In 1890 Mrs. Lamson, who had been one of Laura Bridgman's teachers, and
who had just returned from a visit to Norway and Sweden, came to see
me, and told me of Ragnhild Kaata, a deaf and blind girl in Norway who
had actually been taught to speak. Mrs. Lamson had scarcely finished
telling me about this girl's success before I was on fire with
eagerness. I resolved that I, too, would learn to speak. I would not
rest satisfied until my teacher took me, for advice and assistance, to
Miss Sarah Fuller, principal of the Horace Mann School. This lovely,
sweet-natured lady offered to teach me herself, and we began the
twenty-sixth of March, 1890.
Miss Fuller's method was this: she passed my hand lightly over her
face, and let me feel the position of her tongue and lips when she made
a sound. I was eager to imitate every motion, and in an hour had
learned six elements of speech: M, P, A, S, T, I. Miss Fuller gave me
eleven lessons in all. I shall never forget the surprise and delight I
felt when I uttered my first connected sentence, "It is warm." True,
they were broken and stammering syllables; but they were human speech.

○ ○ ○

- WHAT THE TASK REQUIRES: In the passage about learning to speak, how many lessons did Miss Fuller give in all?

- ENTRIES:
○ ○ ○

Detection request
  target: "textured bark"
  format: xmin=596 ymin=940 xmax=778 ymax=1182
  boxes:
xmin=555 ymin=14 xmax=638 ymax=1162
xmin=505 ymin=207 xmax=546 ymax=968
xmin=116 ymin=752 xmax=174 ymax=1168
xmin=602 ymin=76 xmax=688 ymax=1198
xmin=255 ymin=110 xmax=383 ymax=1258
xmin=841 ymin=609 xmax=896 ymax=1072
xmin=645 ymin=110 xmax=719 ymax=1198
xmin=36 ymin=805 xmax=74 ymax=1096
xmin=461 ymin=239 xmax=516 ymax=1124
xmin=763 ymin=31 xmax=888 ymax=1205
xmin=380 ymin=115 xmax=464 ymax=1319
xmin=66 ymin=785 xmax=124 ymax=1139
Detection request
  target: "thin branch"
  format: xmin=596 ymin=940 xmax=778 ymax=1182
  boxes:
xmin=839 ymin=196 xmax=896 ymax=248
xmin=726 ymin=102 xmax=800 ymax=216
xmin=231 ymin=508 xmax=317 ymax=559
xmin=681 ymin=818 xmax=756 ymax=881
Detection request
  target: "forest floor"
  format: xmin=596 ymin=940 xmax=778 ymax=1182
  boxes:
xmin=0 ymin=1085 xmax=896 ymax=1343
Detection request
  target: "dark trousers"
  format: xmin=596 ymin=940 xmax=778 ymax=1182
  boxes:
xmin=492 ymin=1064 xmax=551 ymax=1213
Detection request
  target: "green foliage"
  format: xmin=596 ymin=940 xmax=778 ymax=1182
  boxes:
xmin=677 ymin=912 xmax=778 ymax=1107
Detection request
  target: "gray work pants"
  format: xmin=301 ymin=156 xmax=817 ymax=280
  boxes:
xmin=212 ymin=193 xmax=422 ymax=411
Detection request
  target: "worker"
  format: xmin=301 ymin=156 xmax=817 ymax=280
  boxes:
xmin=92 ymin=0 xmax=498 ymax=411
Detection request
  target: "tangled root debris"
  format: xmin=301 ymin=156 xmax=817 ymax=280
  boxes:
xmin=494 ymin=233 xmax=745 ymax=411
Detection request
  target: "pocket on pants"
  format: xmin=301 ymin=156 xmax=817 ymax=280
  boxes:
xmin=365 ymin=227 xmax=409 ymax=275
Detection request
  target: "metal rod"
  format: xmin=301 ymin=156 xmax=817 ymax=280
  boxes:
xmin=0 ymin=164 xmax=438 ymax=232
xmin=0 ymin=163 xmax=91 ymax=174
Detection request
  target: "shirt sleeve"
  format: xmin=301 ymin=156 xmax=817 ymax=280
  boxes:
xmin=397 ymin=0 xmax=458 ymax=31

○ ○ ○

- EXERCISE RESPONSE: Eleven lessons.